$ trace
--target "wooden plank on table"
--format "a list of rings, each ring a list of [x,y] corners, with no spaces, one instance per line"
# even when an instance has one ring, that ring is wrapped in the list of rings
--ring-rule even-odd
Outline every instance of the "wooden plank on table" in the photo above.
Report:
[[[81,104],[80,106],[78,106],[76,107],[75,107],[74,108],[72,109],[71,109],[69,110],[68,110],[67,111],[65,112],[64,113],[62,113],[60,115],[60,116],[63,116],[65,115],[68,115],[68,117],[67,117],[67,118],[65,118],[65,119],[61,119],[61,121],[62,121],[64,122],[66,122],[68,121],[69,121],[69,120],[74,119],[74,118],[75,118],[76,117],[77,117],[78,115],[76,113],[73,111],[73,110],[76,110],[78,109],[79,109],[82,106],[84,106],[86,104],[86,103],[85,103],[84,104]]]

__________________________________________________

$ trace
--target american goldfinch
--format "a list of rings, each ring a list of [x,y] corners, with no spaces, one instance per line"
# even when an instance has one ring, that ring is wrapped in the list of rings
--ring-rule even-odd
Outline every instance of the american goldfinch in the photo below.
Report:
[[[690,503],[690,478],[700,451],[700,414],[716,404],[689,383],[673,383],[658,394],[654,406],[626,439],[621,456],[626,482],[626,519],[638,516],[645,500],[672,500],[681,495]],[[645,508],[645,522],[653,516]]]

__________________________________________________

What is expected = List each line of the material above that contains the string "table". Treat uppercase and lowercase letters as distinct.

Correct answer =
--target "wooden plank on table"
Outline every instance of the "wooden plank on table" in the photo above.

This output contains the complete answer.